Count the lines in the items below that contain the string "mustache", treating case as significant. Reply with the number only.

Dataset entries:
↓
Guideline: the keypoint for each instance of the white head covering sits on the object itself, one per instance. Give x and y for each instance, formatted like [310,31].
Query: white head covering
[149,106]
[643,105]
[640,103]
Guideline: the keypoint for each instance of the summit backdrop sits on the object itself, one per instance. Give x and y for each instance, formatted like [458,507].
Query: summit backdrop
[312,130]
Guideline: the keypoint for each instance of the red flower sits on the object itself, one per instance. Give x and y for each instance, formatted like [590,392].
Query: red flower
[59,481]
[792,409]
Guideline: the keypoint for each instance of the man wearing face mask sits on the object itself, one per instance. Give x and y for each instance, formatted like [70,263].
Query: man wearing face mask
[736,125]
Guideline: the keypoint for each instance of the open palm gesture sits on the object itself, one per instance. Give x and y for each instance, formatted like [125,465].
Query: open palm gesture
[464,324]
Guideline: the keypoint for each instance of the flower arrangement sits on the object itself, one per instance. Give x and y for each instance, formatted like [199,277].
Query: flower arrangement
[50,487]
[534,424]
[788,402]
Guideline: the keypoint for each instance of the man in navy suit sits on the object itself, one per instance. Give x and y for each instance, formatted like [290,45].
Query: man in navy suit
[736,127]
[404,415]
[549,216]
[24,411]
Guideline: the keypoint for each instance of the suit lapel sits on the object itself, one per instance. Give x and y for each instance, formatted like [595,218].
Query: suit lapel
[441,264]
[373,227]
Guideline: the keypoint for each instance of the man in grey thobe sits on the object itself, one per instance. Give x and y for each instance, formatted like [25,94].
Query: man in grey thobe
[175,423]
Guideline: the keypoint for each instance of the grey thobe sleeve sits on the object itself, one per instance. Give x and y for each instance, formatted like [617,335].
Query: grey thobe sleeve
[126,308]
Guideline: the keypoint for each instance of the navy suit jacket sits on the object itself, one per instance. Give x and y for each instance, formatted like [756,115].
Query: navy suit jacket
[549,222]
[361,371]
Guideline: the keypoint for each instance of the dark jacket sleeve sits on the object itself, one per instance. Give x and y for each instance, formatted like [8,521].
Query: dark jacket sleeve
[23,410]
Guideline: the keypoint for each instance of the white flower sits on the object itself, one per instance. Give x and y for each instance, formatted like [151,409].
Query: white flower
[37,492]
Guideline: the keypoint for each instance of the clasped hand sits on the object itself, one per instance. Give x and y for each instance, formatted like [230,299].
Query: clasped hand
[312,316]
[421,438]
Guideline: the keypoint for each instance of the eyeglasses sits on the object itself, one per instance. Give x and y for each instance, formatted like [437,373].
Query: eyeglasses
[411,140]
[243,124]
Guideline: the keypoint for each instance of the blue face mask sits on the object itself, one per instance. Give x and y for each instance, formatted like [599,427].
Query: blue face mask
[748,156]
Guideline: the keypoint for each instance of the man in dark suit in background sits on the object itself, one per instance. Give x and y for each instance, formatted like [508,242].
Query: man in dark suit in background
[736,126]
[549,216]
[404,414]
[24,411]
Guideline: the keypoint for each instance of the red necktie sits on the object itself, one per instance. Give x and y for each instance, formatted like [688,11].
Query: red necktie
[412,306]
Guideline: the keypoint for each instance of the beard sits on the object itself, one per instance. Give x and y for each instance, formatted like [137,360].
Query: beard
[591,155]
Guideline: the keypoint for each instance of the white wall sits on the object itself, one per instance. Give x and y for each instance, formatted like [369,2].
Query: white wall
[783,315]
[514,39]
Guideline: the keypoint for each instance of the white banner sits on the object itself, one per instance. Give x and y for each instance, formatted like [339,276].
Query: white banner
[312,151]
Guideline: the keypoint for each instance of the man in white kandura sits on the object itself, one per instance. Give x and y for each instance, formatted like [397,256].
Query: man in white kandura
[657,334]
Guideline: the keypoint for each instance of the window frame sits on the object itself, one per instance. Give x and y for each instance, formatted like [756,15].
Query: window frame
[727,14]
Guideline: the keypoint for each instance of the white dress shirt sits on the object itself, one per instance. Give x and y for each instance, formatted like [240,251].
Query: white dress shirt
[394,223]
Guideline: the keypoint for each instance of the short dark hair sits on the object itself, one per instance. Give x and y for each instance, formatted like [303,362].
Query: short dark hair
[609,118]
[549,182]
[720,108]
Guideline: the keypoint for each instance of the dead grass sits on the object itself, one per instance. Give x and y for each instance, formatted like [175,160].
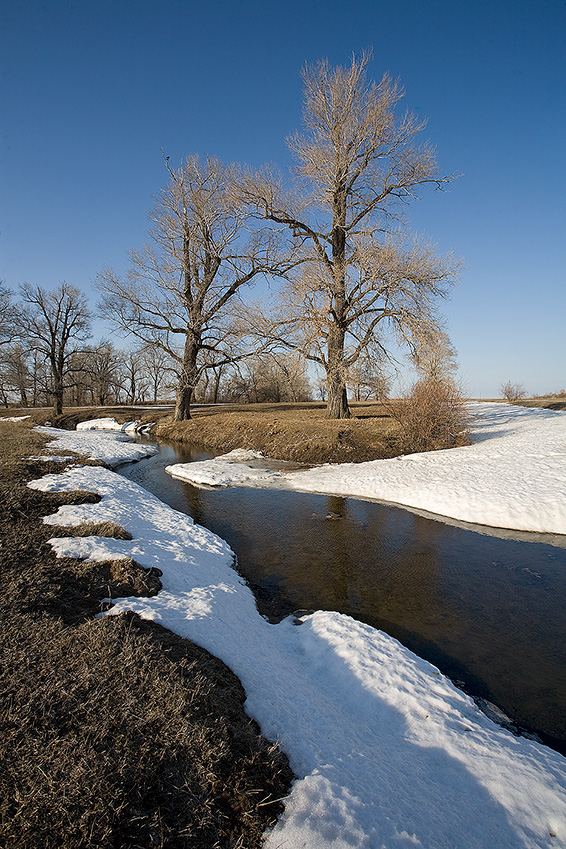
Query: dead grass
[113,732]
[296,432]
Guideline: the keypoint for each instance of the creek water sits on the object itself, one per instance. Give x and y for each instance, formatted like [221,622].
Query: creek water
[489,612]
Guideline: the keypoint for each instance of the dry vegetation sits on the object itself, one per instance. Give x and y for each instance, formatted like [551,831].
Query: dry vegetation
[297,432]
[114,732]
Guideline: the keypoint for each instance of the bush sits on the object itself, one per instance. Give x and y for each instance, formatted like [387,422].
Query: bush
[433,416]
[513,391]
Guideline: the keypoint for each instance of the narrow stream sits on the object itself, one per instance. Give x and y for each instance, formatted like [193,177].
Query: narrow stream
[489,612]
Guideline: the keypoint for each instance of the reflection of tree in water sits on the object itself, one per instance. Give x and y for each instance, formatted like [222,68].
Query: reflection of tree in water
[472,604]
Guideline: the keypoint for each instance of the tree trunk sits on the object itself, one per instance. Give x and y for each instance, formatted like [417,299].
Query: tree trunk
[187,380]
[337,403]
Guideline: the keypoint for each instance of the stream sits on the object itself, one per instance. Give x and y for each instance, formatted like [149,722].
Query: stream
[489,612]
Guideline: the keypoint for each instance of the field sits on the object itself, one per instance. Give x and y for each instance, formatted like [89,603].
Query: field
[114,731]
↑
↓
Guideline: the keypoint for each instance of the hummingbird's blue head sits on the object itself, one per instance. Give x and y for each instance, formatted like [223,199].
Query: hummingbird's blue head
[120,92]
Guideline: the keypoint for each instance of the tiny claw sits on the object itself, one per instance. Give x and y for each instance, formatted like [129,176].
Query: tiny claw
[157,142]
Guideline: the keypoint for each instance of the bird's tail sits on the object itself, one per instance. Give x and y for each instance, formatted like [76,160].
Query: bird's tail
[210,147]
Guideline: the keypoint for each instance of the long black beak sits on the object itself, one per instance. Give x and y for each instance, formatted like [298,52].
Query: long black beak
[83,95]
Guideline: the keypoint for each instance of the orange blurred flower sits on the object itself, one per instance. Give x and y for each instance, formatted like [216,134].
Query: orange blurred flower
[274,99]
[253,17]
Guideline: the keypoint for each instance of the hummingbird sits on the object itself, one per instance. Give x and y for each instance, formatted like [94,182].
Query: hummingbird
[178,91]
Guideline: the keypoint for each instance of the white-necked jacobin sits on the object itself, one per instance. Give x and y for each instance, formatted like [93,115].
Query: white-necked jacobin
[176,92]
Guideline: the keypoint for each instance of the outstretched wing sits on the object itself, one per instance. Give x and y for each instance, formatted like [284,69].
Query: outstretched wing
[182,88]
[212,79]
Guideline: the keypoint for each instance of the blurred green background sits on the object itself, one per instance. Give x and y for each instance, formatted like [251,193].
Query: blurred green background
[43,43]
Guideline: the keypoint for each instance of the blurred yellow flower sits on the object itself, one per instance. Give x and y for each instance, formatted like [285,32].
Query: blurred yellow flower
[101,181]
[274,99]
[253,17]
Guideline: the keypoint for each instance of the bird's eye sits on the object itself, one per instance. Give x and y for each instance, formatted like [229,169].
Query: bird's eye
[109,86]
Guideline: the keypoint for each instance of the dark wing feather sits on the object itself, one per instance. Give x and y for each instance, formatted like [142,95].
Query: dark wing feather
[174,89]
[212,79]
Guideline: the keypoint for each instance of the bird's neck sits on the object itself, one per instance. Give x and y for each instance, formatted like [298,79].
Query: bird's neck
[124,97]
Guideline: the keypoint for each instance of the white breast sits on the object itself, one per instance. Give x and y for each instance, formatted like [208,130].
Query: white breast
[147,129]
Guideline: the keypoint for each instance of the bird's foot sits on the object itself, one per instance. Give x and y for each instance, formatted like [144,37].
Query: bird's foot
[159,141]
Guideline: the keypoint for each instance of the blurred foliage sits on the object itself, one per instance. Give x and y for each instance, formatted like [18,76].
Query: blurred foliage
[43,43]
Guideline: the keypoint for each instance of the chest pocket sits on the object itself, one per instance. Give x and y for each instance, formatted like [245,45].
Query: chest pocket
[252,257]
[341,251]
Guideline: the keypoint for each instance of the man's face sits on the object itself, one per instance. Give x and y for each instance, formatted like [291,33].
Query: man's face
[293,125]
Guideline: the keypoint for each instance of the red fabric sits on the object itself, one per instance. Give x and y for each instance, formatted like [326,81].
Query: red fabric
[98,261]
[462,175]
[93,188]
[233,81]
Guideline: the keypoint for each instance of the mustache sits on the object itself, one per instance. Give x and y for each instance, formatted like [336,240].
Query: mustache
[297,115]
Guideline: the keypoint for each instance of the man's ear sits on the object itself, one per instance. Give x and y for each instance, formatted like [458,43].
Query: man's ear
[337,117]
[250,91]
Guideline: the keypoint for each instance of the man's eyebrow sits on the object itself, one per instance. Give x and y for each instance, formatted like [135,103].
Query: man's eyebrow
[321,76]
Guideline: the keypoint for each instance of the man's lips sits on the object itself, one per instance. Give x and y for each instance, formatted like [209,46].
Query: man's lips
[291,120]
↑
↓
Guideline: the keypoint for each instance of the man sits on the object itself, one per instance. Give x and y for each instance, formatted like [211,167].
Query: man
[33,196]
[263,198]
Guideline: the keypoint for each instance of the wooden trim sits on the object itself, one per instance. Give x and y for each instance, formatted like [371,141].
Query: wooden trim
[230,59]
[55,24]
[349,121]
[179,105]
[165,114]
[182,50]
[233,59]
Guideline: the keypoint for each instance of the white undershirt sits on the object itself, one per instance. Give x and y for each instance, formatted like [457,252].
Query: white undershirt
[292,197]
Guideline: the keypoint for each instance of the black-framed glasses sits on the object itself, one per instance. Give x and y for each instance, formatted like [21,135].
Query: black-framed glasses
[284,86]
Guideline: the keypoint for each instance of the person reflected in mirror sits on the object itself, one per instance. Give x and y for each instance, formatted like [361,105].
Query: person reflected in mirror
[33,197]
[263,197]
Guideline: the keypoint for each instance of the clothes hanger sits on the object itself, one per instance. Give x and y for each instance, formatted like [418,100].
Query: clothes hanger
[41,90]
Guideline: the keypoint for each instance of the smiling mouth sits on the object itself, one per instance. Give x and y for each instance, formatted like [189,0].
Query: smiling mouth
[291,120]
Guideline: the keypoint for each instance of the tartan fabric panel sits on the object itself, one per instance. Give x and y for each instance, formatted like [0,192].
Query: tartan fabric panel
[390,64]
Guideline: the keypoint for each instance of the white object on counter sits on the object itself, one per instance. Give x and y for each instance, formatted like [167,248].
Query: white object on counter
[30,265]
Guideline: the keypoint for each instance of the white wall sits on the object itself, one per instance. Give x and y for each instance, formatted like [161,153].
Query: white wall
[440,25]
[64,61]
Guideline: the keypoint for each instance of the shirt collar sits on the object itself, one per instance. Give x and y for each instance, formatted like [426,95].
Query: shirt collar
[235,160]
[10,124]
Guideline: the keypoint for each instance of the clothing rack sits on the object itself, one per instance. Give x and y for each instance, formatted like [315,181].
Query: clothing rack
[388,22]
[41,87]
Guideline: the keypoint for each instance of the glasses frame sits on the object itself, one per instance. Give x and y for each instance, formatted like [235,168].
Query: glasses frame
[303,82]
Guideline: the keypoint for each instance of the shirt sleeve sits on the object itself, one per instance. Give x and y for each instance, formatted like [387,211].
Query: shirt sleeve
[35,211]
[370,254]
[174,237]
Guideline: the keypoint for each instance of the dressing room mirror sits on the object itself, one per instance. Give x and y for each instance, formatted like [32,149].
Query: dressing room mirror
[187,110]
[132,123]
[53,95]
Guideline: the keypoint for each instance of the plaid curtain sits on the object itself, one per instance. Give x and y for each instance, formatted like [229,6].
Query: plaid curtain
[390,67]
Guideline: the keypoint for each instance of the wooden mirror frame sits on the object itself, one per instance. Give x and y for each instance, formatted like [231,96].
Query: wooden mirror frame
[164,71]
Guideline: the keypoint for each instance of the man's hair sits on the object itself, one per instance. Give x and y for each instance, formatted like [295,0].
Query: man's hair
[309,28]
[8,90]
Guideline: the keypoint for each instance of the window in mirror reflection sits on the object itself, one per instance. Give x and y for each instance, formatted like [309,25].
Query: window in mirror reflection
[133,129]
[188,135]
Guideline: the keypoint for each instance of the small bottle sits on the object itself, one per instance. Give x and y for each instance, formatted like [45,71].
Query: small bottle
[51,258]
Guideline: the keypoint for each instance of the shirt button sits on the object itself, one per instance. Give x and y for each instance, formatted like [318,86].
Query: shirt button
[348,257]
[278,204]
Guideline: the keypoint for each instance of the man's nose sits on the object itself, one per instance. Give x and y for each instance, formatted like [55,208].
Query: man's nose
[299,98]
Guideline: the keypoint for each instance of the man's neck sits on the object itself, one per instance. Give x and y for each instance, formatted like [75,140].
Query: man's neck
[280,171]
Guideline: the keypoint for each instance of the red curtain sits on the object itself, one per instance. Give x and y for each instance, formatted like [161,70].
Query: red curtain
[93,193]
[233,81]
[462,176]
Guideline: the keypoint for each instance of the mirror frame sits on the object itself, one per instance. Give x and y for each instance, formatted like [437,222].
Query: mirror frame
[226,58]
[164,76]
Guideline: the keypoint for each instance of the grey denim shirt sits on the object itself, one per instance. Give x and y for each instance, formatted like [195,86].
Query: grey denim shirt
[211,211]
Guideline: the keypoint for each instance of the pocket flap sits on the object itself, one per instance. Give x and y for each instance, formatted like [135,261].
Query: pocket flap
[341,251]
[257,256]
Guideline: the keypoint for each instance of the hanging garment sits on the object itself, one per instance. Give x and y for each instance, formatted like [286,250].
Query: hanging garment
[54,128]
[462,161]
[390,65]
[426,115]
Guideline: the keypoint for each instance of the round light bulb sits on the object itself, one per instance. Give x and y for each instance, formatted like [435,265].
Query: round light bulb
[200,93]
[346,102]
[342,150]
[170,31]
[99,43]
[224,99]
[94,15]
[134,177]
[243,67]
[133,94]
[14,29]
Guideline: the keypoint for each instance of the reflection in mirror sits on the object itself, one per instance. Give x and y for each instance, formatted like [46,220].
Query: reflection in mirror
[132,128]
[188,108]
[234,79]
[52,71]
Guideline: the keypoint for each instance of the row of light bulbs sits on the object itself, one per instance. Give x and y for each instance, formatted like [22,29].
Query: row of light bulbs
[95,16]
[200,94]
↑
# THE SOLUTION:
2